DATA FOR THIS TASK:
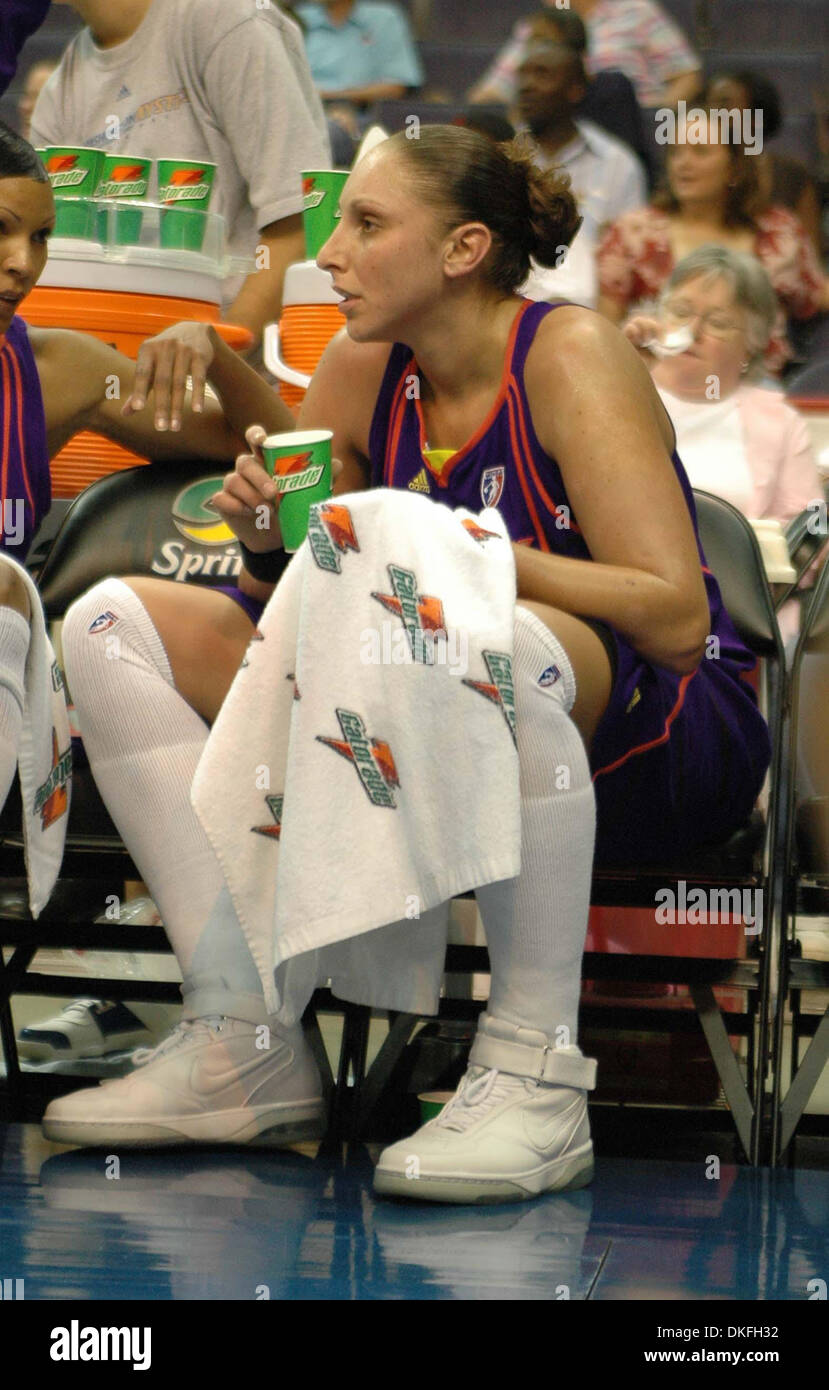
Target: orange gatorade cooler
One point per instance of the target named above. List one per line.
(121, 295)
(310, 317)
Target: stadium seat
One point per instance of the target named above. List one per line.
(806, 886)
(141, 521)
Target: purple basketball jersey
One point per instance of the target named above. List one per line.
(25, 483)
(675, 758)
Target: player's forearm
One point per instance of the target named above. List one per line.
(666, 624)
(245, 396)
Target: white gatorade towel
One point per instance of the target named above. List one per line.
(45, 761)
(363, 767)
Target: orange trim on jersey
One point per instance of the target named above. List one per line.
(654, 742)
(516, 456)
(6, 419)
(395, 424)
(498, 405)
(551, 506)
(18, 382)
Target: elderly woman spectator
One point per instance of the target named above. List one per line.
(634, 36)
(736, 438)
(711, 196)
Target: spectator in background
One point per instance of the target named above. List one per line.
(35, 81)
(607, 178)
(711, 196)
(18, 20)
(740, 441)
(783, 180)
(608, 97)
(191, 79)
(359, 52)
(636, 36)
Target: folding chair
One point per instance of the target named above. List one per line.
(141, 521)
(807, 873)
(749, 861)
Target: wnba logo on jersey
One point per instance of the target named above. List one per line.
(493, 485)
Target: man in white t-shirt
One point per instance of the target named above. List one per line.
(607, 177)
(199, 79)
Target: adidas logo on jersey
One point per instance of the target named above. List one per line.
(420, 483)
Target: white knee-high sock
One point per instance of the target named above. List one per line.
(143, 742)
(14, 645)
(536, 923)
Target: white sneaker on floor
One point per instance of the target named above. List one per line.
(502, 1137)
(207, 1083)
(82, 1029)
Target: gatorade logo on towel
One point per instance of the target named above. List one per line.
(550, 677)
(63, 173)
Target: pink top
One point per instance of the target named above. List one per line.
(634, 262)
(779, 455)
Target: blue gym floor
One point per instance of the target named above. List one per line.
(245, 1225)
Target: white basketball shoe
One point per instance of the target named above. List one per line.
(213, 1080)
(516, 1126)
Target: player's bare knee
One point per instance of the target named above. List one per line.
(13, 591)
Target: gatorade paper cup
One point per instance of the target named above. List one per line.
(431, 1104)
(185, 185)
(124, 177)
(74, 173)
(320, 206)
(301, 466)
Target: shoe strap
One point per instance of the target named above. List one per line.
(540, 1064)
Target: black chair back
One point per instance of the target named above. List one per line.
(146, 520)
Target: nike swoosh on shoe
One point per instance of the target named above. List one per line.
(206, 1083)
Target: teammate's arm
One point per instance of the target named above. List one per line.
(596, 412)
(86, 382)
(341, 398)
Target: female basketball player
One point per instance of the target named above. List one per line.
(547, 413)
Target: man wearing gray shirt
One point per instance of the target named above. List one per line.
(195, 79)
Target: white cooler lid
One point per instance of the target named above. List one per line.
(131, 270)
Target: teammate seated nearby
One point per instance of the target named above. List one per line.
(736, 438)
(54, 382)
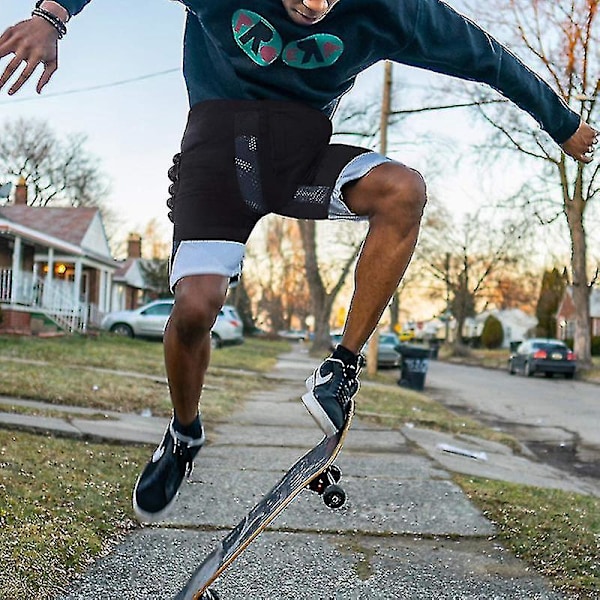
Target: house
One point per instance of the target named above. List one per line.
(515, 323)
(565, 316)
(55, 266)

DIRECTIONS FOR THIS TASK: Repeat every record above exactly, but leave out any pictures.

FINAL RESULT:
Target: orange gatorade cooler
One point per instance of the target named above. List one per line.
(121, 295)
(310, 317)
Target: stadium seat
One point per instance of the target named above. List one per line.
(806, 886)
(141, 521)
Target: purple basketball jersey
One point per instance of the target named above. List one per line.
(25, 483)
(675, 758)
Target: player's forearm
One point per instance of the target named above. List one per line.
(666, 624)
(245, 396)
Target: white gatorade towel
One point per instance of the target named above. List one per line.
(45, 761)
(363, 767)
Target: orange trim on jersey
One point per instance of the target named above. List one per line.
(654, 742)
(516, 456)
(6, 419)
(395, 424)
(498, 405)
(551, 506)
(18, 382)
Target: elderly woman spectator
One point per instance of the target named above. List one per line.
(634, 36)
(736, 438)
(711, 196)
Target: spectator in background
One point per instance of the target named above. List one per line.
(35, 81)
(607, 178)
(711, 196)
(18, 20)
(740, 441)
(783, 180)
(608, 97)
(191, 79)
(359, 52)
(636, 36)
Target: folding chair
One point per instance of the target named above. List one per line.
(141, 521)
(807, 873)
(749, 861)
Target: wnba logo on jersey
One point per instance of the target named above. List one per line.
(493, 485)
Target: man in white t-shirt
One point per instance of the target named above. List one per line.
(607, 177)
(199, 79)
Target: adidas logo on jersey
One point per instance of the target named above. List one per line.
(420, 483)
Target: white knee-high sock
One point per instance of the target named above. List one per line.
(143, 742)
(14, 645)
(536, 923)
Target: white sneaker on floor
One point per instance of the target named above. List one per line.
(502, 1137)
(207, 1083)
(82, 1029)
Target: gatorade logo on towel
One point per instance of the target named above. List one per line.
(550, 677)
(63, 173)
Target: pink top
One point per instance of the target named above. List one per line.
(634, 262)
(779, 455)
Target: blue gym floor
One point per instance of the target named above. List one per line.
(245, 1225)
Target: white basketball shoe
One point per instance of the target named above. List one per line.
(213, 1080)
(516, 1126)
Target: player's bare knee
One point per instance of the target named above. List one per line.
(13, 591)
Target: gatorade paper cup
One point per instance of the target named above. List one per line.
(431, 1104)
(185, 185)
(124, 177)
(74, 173)
(320, 206)
(301, 466)
Target: shoe strap
One point per instance of the target named above. List one per line.
(540, 1064)
Target: black chair back
One point per instance of the target named above. List one per line.
(146, 520)
Target: nike swoosh on shoe
One point per instance of the target named above. List one per line.
(206, 1083)
Target: teammate's arm
One point per instance of the target named above. List one per line.
(596, 412)
(86, 382)
(341, 398)
Target: female basketball player
One point per instance of the target named above. List one per line.
(547, 413)
Target: man wearing gray shirt
One point per instance of the target named above. List one per line.
(195, 79)
Target: white cooler lid
One point per instance of the target named above. List one per line.
(131, 270)
Target: teammate seated nearby
One point per instance of the target named above. List one per line.
(736, 438)
(54, 382)
Target: house
One point per instance of the target named above. List one per line.
(515, 323)
(565, 316)
(55, 266)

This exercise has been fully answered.